*** Begin section ***
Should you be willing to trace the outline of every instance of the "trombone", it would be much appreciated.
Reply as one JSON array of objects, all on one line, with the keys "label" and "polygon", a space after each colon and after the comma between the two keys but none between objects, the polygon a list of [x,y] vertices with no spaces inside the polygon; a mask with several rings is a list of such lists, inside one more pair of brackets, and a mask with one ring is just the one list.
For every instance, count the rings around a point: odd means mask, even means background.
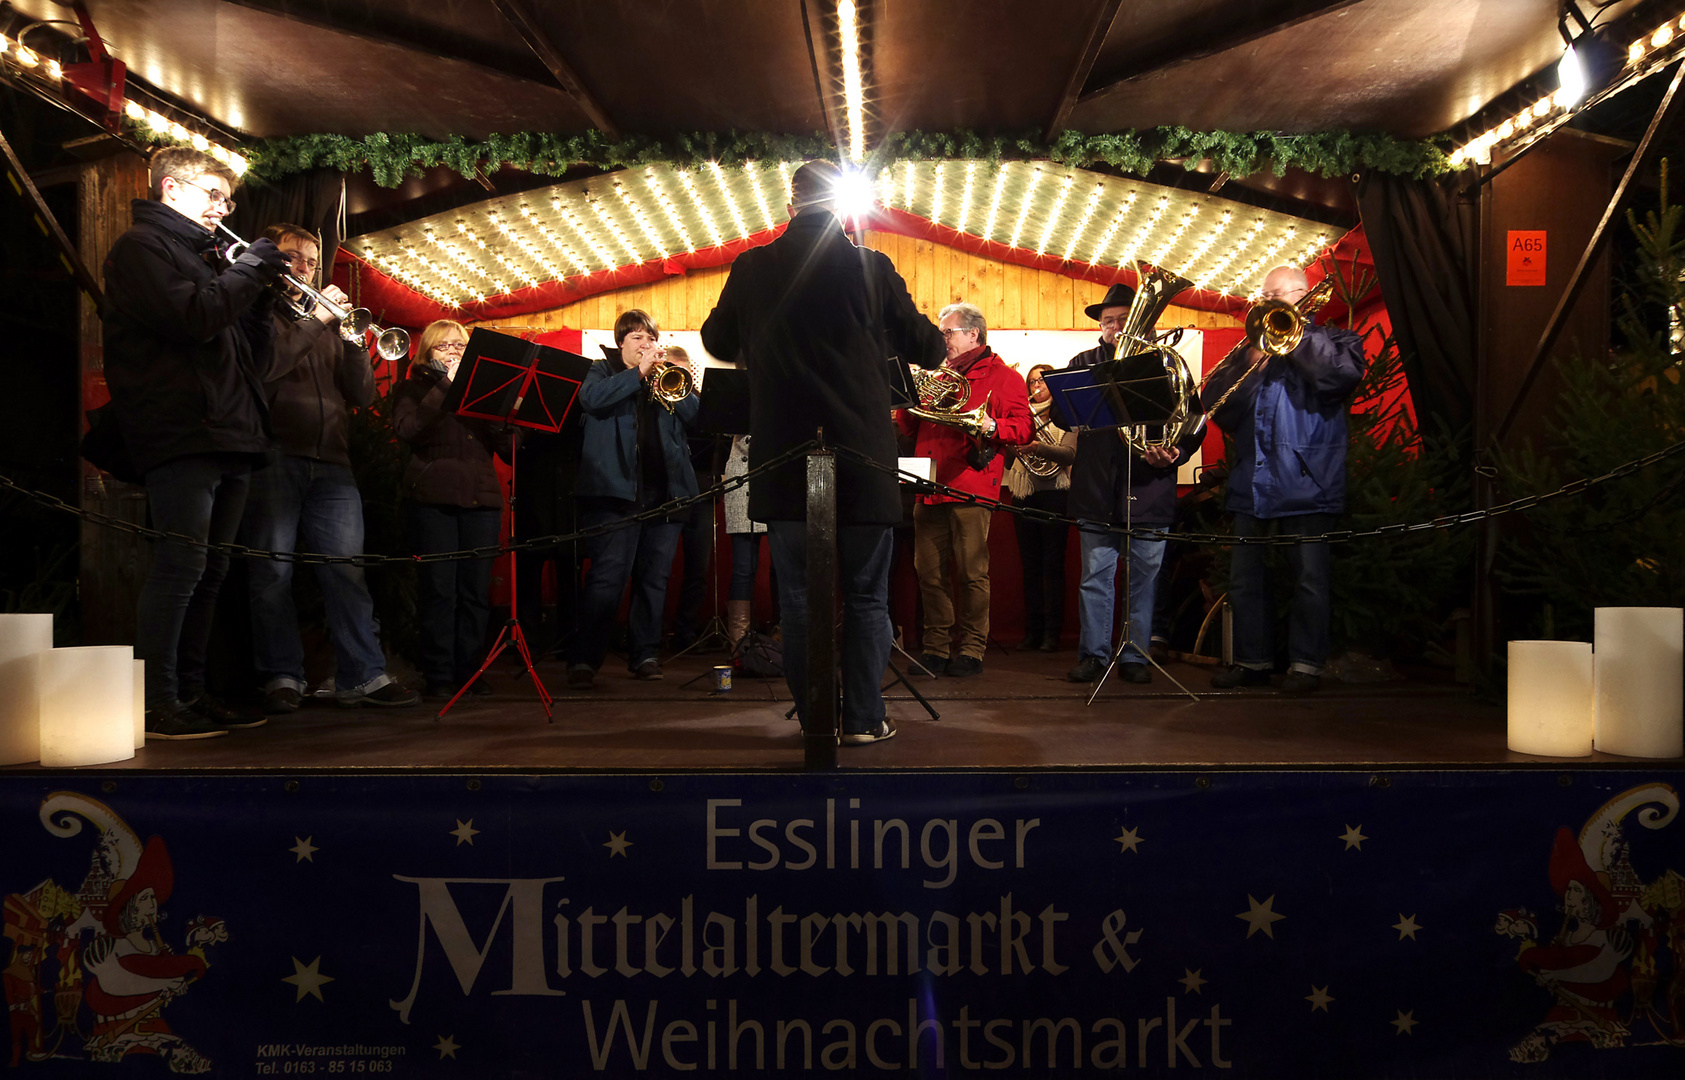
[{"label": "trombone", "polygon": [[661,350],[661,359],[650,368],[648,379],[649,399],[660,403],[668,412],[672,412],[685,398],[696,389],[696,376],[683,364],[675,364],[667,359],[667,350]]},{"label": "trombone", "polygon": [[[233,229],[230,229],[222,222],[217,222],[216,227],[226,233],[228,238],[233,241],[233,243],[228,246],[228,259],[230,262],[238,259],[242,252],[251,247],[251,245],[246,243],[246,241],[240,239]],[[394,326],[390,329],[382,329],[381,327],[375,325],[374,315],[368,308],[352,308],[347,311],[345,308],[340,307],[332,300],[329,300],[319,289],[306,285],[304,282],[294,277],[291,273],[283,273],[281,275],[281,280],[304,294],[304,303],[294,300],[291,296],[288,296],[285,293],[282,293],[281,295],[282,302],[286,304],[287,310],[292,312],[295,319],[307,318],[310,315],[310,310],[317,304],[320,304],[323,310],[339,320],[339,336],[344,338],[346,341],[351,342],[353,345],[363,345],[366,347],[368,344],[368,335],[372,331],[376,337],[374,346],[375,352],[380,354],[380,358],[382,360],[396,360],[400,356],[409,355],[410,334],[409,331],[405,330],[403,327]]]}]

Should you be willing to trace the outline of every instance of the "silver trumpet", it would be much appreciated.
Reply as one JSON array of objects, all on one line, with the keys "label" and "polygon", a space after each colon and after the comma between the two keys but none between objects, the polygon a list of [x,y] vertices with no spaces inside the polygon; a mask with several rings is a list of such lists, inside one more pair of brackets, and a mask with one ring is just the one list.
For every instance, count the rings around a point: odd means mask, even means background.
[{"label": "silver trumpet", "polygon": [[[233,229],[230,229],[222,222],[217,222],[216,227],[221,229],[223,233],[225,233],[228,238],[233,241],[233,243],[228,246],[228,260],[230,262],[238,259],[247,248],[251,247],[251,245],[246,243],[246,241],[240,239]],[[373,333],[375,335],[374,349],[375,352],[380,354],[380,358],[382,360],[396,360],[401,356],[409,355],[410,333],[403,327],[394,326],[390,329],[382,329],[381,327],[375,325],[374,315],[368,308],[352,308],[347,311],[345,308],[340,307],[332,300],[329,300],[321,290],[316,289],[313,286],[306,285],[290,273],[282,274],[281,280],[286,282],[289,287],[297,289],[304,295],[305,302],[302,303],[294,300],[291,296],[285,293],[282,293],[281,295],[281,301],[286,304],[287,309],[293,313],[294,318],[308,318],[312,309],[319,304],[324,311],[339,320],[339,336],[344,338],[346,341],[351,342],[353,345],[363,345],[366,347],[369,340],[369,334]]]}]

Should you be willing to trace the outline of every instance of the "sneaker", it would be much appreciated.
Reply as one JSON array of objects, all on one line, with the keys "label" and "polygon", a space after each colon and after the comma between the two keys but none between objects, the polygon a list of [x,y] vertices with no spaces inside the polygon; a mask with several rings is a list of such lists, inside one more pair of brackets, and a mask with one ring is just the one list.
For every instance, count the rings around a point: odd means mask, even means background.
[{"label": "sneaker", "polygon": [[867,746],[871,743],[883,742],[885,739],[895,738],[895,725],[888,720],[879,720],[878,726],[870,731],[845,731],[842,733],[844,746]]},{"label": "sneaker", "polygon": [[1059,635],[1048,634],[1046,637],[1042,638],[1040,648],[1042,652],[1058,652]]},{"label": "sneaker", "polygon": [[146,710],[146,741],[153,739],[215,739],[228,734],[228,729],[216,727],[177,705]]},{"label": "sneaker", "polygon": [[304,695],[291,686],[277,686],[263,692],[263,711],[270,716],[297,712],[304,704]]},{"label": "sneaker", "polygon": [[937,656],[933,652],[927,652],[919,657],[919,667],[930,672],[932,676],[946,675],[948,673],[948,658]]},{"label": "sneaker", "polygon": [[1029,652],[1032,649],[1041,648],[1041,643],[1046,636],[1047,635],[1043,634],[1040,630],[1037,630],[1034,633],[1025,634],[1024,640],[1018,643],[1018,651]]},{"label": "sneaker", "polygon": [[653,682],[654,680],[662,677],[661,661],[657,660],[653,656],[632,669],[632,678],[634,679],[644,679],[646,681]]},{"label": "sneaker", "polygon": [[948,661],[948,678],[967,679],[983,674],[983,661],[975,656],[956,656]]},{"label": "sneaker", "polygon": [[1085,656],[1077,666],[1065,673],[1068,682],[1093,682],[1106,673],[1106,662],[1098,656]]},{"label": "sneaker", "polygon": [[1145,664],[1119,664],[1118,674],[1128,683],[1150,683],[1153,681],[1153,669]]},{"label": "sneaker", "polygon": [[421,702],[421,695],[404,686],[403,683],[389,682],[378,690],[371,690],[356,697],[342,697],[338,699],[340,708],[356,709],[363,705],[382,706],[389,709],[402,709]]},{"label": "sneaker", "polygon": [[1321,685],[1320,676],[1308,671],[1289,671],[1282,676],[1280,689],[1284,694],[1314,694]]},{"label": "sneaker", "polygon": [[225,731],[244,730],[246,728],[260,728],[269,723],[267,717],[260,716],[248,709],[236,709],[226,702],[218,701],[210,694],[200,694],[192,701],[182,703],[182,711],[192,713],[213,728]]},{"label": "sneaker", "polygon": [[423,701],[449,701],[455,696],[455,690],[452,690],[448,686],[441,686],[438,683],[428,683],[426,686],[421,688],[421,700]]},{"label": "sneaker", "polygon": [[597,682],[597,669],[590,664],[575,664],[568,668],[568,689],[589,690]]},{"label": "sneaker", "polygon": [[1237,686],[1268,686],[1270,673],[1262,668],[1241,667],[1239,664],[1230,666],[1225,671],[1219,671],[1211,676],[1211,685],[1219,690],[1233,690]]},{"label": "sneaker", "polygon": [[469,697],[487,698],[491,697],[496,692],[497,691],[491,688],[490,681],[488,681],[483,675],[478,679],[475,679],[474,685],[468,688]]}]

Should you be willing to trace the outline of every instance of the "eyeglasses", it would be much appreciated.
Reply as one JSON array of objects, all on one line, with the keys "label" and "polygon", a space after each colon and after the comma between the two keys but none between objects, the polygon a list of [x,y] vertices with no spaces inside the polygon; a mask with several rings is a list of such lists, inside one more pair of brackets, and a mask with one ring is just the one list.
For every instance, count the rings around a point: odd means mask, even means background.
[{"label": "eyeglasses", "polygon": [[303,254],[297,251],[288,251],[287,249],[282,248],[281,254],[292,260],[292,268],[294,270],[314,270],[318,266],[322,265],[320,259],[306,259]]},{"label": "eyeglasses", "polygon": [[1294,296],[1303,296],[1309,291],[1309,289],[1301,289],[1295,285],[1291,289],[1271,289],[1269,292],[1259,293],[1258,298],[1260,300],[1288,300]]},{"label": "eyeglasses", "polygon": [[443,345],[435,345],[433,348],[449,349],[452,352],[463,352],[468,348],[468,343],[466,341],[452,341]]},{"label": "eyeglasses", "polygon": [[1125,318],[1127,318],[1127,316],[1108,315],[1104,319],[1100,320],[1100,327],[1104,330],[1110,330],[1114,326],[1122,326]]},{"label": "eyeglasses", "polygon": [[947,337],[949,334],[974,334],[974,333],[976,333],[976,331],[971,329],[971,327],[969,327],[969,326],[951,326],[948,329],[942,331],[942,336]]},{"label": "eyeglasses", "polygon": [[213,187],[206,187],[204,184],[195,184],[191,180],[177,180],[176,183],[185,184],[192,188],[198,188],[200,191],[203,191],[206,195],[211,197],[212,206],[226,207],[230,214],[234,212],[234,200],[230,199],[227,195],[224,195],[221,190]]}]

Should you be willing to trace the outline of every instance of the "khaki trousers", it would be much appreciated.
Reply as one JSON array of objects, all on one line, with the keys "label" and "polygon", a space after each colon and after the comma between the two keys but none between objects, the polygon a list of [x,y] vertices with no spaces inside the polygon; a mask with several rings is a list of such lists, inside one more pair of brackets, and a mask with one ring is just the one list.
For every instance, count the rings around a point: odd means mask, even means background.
*** End section ***
Task to complete
In the entries above, identify every line with the string "outline".

Answer to this exercise
Should you be willing to trace the outline of every instance of the "trombone", it would be much appreciated.
Should you be willing to trace the outline of every instance of the "silver trumpet", it would be much appreciated.
Should you be willing to trace the outline of every instance of the "sneaker", it would be much appreciated.
Should you be willing to trace the outline of every instance of the "eyeglasses", it would be much appreciated.
Should you be willing to trace the outline of every instance of the "khaki trousers", it would be much appreciated.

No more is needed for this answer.